TASK INSTRUCTIONS: Starting at the line that holds "Can you see the horse ear?", set down each line through the end of the listing, exactly as written and with nothing added.

DATA EXCERPTS:
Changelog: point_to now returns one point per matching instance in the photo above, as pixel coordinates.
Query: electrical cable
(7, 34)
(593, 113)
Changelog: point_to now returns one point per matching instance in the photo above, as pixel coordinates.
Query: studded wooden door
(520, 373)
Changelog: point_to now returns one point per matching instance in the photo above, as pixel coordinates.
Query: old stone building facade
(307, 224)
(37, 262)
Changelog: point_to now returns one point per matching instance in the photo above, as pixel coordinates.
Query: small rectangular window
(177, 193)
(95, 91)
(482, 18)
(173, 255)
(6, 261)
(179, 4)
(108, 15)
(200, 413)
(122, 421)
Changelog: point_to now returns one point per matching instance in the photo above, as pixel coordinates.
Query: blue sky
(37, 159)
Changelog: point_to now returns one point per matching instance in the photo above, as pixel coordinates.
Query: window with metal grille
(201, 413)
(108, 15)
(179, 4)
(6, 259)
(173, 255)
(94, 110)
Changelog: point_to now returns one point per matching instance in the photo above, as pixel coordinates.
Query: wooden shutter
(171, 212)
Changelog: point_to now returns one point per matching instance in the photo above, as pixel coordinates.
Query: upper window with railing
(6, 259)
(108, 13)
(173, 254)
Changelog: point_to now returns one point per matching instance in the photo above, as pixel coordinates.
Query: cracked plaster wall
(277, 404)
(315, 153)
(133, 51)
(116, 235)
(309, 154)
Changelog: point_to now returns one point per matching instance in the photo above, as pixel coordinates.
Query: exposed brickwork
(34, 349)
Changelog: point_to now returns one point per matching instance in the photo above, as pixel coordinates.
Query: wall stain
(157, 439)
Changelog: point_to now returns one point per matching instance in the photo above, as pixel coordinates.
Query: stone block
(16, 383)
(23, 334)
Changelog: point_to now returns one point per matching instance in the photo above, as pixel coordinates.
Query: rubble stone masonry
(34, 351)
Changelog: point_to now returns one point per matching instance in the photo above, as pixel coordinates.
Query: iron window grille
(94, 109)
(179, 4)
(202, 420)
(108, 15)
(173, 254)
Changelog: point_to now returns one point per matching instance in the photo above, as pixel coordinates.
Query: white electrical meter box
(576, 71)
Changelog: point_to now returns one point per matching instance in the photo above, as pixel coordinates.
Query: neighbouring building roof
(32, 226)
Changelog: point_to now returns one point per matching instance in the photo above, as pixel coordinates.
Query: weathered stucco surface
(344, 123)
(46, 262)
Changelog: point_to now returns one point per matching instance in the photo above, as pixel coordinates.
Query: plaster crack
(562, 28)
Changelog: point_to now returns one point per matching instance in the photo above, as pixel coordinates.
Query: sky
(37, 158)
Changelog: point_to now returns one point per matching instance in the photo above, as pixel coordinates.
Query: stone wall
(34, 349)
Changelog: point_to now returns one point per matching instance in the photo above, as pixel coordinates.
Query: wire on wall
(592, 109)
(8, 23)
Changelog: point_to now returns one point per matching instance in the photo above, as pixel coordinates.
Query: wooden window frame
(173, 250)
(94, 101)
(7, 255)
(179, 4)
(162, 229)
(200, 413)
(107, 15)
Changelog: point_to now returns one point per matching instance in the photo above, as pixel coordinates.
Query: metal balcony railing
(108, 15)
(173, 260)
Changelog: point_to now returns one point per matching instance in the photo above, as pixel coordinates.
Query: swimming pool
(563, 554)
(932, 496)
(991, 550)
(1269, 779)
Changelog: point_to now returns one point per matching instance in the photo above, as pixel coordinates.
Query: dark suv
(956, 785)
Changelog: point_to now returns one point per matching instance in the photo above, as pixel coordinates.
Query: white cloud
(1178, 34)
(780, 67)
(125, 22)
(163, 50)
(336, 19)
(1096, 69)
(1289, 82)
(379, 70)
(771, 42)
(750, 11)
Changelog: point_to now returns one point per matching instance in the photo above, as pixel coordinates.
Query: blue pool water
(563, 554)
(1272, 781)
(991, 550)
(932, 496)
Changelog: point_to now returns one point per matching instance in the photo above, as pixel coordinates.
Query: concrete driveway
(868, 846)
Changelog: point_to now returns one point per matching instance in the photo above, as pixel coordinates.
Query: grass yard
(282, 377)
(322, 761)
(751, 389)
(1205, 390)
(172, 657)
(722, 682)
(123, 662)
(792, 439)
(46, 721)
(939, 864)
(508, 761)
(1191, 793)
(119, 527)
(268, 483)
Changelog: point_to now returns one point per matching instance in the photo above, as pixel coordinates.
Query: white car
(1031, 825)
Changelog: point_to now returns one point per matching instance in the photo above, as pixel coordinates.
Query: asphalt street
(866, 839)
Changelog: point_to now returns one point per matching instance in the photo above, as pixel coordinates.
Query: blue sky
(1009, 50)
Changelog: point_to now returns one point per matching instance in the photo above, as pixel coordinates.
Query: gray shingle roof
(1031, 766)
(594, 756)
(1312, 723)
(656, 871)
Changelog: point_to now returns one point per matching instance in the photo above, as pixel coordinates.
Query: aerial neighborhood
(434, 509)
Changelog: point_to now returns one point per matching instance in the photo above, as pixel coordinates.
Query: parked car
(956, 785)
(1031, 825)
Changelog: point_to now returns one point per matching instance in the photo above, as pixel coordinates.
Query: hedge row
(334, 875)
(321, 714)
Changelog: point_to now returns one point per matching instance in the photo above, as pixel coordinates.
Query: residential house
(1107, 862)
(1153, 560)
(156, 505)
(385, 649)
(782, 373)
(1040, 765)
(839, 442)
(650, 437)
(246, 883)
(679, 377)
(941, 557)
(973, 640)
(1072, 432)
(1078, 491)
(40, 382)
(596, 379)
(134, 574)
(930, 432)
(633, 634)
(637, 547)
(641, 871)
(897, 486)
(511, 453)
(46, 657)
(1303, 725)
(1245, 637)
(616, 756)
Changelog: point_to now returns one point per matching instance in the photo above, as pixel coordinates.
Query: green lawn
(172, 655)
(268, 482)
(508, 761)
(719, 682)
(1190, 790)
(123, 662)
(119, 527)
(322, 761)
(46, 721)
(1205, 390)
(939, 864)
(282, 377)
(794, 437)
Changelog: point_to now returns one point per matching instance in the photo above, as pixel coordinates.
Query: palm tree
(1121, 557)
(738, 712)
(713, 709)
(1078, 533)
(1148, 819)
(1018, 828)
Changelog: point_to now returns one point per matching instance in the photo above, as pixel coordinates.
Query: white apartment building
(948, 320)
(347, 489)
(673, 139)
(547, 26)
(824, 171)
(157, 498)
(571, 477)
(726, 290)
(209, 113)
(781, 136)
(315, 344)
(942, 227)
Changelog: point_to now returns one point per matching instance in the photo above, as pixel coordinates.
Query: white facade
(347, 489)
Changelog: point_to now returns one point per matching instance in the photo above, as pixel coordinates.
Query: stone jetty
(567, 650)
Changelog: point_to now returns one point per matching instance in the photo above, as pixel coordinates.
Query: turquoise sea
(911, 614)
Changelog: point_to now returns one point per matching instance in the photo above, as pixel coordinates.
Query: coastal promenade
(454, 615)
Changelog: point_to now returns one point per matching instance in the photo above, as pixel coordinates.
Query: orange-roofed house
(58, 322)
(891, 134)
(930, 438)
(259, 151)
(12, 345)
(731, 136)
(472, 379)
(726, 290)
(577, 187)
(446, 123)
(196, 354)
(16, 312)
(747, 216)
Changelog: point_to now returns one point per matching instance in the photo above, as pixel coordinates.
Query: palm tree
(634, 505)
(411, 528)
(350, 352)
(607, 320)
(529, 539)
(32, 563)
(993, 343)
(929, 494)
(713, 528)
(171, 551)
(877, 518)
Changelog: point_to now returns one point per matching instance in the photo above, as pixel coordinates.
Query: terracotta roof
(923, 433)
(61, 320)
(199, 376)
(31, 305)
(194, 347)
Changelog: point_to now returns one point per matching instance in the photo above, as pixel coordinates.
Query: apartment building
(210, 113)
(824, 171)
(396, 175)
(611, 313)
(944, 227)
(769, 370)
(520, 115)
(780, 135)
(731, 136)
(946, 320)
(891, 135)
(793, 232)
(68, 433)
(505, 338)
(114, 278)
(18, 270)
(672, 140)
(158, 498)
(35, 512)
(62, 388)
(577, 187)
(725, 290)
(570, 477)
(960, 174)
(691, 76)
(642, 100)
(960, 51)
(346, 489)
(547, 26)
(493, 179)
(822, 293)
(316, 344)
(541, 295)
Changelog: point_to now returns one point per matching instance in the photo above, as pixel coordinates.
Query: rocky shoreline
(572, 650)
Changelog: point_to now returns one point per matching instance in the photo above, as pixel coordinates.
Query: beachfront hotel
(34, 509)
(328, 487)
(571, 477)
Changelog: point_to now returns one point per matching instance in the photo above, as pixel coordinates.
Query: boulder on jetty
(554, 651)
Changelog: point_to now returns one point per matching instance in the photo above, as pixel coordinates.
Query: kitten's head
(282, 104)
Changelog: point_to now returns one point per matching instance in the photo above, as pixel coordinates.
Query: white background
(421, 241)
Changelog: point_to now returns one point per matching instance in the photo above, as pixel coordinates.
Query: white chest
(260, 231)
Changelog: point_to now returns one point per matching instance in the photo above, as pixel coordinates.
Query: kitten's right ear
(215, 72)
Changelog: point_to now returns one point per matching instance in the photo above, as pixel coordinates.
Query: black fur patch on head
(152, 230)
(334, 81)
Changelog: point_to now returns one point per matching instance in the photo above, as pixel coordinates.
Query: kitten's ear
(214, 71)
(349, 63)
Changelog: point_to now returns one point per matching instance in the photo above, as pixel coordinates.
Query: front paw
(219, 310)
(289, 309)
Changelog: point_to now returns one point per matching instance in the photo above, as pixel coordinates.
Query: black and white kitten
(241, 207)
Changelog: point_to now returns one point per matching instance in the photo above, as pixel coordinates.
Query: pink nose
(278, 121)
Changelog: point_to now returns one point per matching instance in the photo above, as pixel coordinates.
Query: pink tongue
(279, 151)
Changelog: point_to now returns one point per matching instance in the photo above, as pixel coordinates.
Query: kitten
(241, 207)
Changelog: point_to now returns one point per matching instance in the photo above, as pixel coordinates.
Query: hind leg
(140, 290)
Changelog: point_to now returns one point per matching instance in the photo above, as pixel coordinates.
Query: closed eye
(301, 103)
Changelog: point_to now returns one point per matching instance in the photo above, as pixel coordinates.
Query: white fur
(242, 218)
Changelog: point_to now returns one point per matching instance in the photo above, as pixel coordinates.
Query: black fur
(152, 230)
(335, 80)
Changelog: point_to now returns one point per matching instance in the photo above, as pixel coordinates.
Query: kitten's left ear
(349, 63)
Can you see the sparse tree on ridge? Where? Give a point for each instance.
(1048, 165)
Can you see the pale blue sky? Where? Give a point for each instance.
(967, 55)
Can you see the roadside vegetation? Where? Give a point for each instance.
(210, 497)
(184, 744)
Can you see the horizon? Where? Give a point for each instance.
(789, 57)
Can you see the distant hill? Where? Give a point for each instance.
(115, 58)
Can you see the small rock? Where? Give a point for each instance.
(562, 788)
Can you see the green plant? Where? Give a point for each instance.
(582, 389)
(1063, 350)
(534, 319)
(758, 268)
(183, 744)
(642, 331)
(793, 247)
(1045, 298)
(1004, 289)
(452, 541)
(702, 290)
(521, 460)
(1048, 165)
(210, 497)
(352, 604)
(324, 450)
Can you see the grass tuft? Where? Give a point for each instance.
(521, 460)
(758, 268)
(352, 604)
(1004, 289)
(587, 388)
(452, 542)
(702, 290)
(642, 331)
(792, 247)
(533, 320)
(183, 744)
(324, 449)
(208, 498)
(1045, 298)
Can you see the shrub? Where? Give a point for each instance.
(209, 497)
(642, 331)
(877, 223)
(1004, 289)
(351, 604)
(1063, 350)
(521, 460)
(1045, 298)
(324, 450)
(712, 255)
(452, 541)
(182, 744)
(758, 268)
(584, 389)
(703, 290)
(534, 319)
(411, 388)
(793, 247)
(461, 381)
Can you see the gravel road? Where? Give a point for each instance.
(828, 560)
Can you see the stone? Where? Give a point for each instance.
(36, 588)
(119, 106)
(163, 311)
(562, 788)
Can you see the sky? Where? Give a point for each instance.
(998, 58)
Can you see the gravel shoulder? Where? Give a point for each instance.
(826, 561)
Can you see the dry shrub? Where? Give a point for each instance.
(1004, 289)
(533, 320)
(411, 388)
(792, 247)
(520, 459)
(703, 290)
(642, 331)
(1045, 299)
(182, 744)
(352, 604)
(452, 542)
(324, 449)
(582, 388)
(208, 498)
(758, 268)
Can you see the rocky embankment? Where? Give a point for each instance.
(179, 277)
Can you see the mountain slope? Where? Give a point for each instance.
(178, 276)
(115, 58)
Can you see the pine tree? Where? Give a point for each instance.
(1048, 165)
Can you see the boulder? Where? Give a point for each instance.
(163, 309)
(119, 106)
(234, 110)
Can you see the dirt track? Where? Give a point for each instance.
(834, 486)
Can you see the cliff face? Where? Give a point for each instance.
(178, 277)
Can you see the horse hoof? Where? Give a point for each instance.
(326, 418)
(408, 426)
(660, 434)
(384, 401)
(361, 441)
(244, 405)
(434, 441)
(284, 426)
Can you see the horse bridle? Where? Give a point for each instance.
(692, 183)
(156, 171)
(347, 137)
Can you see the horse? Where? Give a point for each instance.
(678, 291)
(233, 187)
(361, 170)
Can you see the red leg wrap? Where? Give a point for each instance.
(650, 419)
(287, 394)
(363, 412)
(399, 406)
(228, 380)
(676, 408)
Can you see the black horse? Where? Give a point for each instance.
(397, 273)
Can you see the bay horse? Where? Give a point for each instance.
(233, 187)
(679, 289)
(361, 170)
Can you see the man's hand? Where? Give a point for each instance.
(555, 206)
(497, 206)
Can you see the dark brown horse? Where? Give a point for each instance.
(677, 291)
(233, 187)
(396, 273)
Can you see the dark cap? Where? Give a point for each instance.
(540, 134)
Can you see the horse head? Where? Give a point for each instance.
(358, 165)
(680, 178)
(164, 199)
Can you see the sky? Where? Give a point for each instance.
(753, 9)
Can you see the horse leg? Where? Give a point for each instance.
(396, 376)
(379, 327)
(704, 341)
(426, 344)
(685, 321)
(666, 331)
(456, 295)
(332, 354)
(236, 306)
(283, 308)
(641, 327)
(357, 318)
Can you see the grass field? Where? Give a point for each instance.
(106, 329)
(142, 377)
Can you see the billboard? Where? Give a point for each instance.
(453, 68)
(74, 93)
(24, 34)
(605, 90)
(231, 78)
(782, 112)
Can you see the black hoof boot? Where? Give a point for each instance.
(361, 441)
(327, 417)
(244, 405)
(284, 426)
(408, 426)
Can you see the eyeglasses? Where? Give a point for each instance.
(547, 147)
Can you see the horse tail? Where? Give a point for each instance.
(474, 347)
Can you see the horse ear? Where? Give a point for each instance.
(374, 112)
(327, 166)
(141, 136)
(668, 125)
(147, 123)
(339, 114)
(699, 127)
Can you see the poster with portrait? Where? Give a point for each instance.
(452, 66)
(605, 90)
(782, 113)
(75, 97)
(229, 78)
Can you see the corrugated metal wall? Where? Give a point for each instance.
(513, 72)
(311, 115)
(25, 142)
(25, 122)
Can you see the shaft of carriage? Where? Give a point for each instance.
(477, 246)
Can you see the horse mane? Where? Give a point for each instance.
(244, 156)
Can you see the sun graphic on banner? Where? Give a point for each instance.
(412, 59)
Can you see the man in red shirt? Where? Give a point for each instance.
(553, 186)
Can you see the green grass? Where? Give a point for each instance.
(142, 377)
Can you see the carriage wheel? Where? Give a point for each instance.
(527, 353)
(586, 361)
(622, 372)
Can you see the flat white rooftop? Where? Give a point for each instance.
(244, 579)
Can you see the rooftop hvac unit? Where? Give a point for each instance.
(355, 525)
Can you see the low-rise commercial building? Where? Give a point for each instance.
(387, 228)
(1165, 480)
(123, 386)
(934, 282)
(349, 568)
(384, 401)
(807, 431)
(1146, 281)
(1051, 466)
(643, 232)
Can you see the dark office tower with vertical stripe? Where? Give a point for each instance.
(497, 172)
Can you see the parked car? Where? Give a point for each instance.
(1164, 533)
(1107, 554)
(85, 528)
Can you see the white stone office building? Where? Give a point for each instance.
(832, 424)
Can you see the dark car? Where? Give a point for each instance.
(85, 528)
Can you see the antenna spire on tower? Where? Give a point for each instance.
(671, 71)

OUTPUT:
Can you see the horse ear? Where? Give a point for each instance.
(374, 112)
(327, 166)
(141, 136)
(668, 125)
(147, 123)
(339, 114)
(699, 127)
Can you see the poster with portrait? Where? Give a point for each instance.
(452, 66)
(605, 90)
(782, 113)
(75, 97)
(229, 78)
Can you see the corrugated metal wall? Where? Give a point for each instance.
(513, 72)
(311, 115)
(25, 142)
(25, 122)
Can you see the shaft of carriage? Where? Give a point for each instance.
(477, 246)
Can you see the horse mane? Where? Give a point for each instance.
(244, 156)
Can you see the sun graphic on banner? Where? Give a point for each instance.
(412, 59)
Can you see the man in red shirt? Where? Give a point for each instance.
(553, 186)
Can you see the green grass? Where? Give a point for each instance.
(142, 377)
Can you see the carriage wheel? Where? Give a point for each instance.
(527, 353)
(586, 361)
(622, 372)
Can you see the flat white rooftop? Where? Give a point for each instance.
(244, 579)
Can you see the rooftop hvac unit? Where? Give a point for each instance.
(355, 525)
Can you see the low-rise commercial building? Where? Give a point for each instance.
(387, 228)
(1165, 480)
(123, 386)
(934, 282)
(349, 568)
(384, 401)
(807, 431)
(1146, 281)
(1051, 466)
(643, 232)
Can you see the dark office tower with vertical stripe? Where? Give a point for each instance.
(497, 172)
Can you see the parked car? Where? Give a point for each instance.
(1164, 533)
(1107, 554)
(85, 528)
Can you see the white stone office building? Where? Give a point for each instance.
(832, 424)
Can you see the dark car? Where? Give a point for each instance.
(85, 528)
Can you see the antenna spire on tower? Where? Give a point for each instance.
(671, 71)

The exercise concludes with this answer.